Excerpts of bounding box data:

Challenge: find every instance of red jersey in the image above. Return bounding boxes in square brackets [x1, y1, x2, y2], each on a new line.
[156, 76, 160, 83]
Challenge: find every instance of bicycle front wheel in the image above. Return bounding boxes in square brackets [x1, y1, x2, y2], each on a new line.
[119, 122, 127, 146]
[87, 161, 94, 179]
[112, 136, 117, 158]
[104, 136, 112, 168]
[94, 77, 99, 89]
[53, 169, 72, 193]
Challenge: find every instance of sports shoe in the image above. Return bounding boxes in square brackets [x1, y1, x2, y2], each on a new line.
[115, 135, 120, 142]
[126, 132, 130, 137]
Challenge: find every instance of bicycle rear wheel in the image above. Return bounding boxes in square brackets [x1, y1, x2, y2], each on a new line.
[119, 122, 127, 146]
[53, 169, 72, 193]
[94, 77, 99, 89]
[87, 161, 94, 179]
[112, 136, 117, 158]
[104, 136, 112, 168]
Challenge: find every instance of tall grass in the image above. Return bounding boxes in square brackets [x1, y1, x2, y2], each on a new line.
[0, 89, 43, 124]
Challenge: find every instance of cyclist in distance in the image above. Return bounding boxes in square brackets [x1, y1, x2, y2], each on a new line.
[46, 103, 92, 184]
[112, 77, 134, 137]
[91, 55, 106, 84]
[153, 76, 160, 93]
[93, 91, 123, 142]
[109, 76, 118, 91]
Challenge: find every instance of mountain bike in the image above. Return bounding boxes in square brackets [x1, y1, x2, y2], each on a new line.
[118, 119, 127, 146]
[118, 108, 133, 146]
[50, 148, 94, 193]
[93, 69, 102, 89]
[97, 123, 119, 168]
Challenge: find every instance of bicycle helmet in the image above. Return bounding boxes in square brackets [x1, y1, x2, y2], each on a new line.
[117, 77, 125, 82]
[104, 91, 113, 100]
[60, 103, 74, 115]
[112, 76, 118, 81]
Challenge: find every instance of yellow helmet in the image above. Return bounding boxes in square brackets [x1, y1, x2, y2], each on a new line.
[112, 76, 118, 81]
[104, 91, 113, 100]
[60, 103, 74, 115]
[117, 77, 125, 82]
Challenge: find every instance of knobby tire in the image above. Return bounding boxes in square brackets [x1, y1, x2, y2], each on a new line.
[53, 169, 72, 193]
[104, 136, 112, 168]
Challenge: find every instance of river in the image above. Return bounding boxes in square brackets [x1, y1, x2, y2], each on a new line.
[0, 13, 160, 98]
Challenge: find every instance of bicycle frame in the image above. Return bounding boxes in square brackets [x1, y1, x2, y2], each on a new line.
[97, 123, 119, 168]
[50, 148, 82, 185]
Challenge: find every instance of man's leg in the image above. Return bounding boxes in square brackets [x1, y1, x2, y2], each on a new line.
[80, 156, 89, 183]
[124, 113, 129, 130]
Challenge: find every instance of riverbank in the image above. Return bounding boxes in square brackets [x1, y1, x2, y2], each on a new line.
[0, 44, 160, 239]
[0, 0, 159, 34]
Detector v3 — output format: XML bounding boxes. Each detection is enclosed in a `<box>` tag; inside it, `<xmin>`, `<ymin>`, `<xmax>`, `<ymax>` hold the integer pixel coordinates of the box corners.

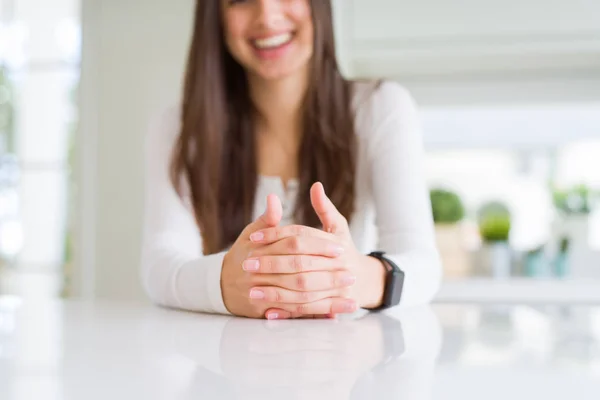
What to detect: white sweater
<box><xmin>141</xmin><ymin>82</ymin><xmax>442</xmax><ymax>314</ymax></box>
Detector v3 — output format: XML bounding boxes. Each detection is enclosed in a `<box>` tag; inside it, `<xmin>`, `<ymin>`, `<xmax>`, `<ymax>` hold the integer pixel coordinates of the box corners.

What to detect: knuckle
<box><xmin>267</xmin><ymin>289</ymin><xmax>282</xmax><ymax>303</ymax></box>
<box><xmin>288</xmin><ymin>236</ymin><xmax>302</xmax><ymax>253</ymax></box>
<box><xmin>296</xmin><ymin>304</ymin><xmax>309</xmax><ymax>314</ymax></box>
<box><xmin>293</xmin><ymin>225</ymin><xmax>308</xmax><ymax>236</ymax></box>
<box><xmin>327</xmin><ymin>273</ymin><xmax>338</xmax><ymax>289</ymax></box>
<box><xmin>298</xmin><ymin>292</ymin><xmax>312</xmax><ymax>303</ymax></box>
<box><xmin>260</xmin><ymin>257</ymin><xmax>278</xmax><ymax>273</ymax></box>
<box><xmin>292</xmin><ymin>255</ymin><xmax>304</xmax><ymax>272</ymax></box>
<box><xmin>296</xmin><ymin>274</ymin><xmax>307</xmax><ymax>290</ymax></box>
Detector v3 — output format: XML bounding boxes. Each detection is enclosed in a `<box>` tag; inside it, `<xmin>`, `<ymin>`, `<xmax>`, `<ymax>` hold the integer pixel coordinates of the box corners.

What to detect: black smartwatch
<box><xmin>367</xmin><ymin>251</ymin><xmax>404</xmax><ymax>311</ymax></box>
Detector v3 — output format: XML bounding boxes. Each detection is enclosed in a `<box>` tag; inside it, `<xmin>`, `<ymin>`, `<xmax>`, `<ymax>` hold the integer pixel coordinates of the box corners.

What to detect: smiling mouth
<box><xmin>252</xmin><ymin>32</ymin><xmax>294</xmax><ymax>50</ymax></box>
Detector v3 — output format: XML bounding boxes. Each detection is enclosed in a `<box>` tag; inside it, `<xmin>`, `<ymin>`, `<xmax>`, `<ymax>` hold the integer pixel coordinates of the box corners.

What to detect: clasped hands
<box><xmin>221</xmin><ymin>183</ymin><xmax>385</xmax><ymax>319</ymax></box>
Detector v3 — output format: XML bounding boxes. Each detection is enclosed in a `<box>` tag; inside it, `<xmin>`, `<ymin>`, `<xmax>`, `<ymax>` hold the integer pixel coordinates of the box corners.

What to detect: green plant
<box><xmin>429</xmin><ymin>189</ymin><xmax>465</xmax><ymax>224</ymax></box>
<box><xmin>477</xmin><ymin>202</ymin><xmax>511</xmax><ymax>243</ymax></box>
<box><xmin>553</xmin><ymin>185</ymin><xmax>593</xmax><ymax>215</ymax></box>
<box><xmin>0</xmin><ymin>65</ymin><xmax>14</xmax><ymax>153</ymax></box>
<box><xmin>559</xmin><ymin>237</ymin><xmax>571</xmax><ymax>253</ymax></box>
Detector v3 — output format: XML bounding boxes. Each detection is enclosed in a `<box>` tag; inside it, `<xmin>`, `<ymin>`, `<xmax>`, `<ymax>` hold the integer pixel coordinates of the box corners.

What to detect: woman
<box><xmin>142</xmin><ymin>0</ymin><xmax>441</xmax><ymax>319</ymax></box>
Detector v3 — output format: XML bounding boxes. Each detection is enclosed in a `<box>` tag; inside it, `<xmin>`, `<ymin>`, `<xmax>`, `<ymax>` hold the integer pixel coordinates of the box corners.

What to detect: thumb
<box><xmin>310</xmin><ymin>182</ymin><xmax>348</xmax><ymax>233</ymax></box>
<box><xmin>249</xmin><ymin>194</ymin><xmax>283</xmax><ymax>233</ymax></box>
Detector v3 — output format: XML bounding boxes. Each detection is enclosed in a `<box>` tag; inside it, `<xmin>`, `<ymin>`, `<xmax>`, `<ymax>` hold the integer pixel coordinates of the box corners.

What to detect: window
<box><xmin>0</xmin><ymin>0</ymin><xmax>80</xmax><ymax>294</ymax></box>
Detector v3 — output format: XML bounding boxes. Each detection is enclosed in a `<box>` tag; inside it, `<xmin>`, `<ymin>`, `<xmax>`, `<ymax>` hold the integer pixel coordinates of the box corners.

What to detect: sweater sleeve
<box><xmin>141</xmin><ymin>109</ymin><xmax>229</xmax><ymax>314</ymax></box>
<box><xmin>368</xmin><ymin>83</ymin><xmax>442</xmax><ymax>306</ymax></box>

■ Problem statement: Copy the lines from the line containing "Challenge: find every instance of bicycle front" to the line containing "[109, 76, 118, 91]" verbatim, including both of those lines.

■ Exercise result:
Challenge: find every instance of bicycle front wheel in the image above. Return bounding boxes in square brackets [x1, y1, x2, y2], each on a new line.
[119, 122, 127, 146]
[87, 161, 94, 179]
[112, 136, 117, 158]
[104, 136, 112, 168]
[94, 77, 99, 89]
[53, 169, 72, 193]
Challenge: find every instance of sports shoe in the image above. Return bounding boxes in square brackets [x1, y1, x2, y2], each on a new line.
[115, 135, 120, 142]
[126, 132, 130, 137]
Challenge: find every instance of bicycle rear wheel in the image above. Return bounding boxes in square brackets [x1, y1, x2, y2], each on a new line.
[119, 122, 127, 146]
[53, 169, 72, 193]
[94, 77, 99, 89]
[87, 161, 94, 179]
[112, 136, 117, 158]
[104, 136, 112, 168]
Challenge: find every instance of tall grass in the image above. Return bounding boxes in square brackets [x1, y1, x2, y2], each on a new line.
[0, 89, 43, 124]
Challenge: find every instance of cyclist in distance in the image above. Return bounding boxes in square brackets [x1, y1, x2, y2], each on a new line.
[46, 103, 92, 184]
[112, 77, 134, 137]
[91, 55, 106, 84]
[153, 76, 160, 93]
[93, 91, 123, 142]
[109, 76, 118, 91]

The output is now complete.